Reading passage
- - - - - - -

Burt Glinn Glinn became an associate member of Magnum in 1951 along with Eve Arnold and Dennis Stock - the first Americans to join the young photo agency -- and a full member in 1954. He made his mark with spectacular color series on the South Seas. Japan, Russia, Mexico and California. In 1959 he received the Mathew Brady Award for Magazine Photographer of the Year from the University of Missouri.
In collaboration with the writer Laurens van der Post, Glinn published A Portrait of All the Russias and A Portrait of Japan. His reportage's have appeared in Esquire, Geo, Travel and Leisure, Fortune, Life and Paris-Match. He has covered the Sinai War, the US Marine invasion of Lebanon and Fidel Castro's takeover of Cuba. In the 1990s he completed an extensive photo essay on the topic of medical science.
Steve McCurry known for the world changing iconic "Afghan Girl"image taken in December 1984, it appeared on the cover of National Geographic June 1985. McCurry has a mystical way of capturing the soul of his subjects in his portraits.
He is recognized universally as one of today's finest image makers, has won many of photography's top awards. Best known for his evocative color photography, McCurry, in the finest documentary tradition, captures the essence of human struggle and joy. Member of Magnum Photos since 1986, McCurry has searched and found the unforgettable; many of his images have become modern icons.

- - - - - - -

Information
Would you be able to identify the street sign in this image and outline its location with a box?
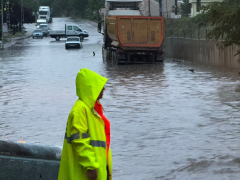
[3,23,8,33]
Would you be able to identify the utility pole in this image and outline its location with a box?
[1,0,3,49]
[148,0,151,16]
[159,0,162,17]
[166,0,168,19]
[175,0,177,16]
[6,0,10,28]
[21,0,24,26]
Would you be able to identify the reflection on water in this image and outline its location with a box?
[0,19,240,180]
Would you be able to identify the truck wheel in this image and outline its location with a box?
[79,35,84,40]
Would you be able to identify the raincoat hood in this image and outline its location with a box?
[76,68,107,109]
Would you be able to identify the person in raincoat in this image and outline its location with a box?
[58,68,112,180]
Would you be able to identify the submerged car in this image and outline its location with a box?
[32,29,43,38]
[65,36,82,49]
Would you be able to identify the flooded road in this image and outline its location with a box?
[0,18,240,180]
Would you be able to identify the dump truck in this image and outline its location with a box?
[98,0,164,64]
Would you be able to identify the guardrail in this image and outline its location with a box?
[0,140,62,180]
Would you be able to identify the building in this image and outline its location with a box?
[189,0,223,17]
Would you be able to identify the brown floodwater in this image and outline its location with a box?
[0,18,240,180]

- - - - - - -

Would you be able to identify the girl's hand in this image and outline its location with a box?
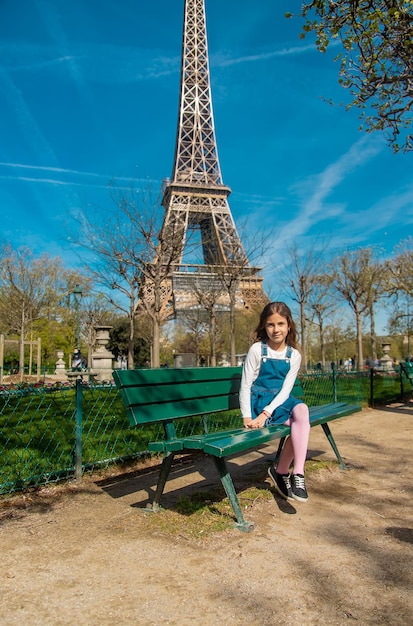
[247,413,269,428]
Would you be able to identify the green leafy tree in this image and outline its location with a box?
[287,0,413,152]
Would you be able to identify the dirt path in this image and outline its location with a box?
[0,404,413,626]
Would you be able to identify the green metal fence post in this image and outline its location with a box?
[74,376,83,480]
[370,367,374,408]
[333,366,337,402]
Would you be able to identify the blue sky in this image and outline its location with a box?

- - - - - - -

Work request 1
Reproduce the passage about photographers Burt Glinn and Steve McCurry, starting at the words "Burt Glinn Glinn" and ending after the words "of medical science.".
Work request 2
Carry on the passage about photographers Burt Glinn and Steve McCurry past its last sentence.

Expected output 1
Burt Glinn Glinn became an associate member of Magnum in 1951 along with Eve Arnold and Dennis Stock - the first Americans to join the young photo agency -- and a full member in 1954. He made his mark with spectacular color series on the South Seas. Japan, Russia, Mexico and California. In 1959 he received the Mathew Brady Award for Magazine Photographer of the Year from the University of Missouri.
In collaboration with the writer Laurens van der Post, Glinn published A Portrait of All the Russias and A Portrait of Japan. His reportage's have appeared in Esquire, Geo, Travel and Leisure, Fortune, Life and Paris-Match. He has covered the Sinai War, the US Marine invasion of Lebanon and Fidel Castro's takeover of Cuba. In the 1990s he completed an extensive photo essay on the topic of medical science.

Expected output 2
Bert Stern is an American fashion and celebrity portrait photographer.
Bert Stern is best known work is arguably a collection of 2,500 photographs, some nude or semi-nude, taken of Marilyn Monroe over a three day period, six weeks before her death. As they were the last posed photographs taken of Monroe, the portfolio has come to be known as "The Last Sitting." The photographs were taken for Vogue, who published several of them following Monroe's death. A book containing these photographs, including copies of proofs over which Monroe had written comments, or crossed out with lipstick, was published in 1992 with the title Marilyn Monroe: The Complete Last Sitting. These are known as the Lost Sitting where Bert posed Marilyn to mock Jackie O. They were not discovered for many years.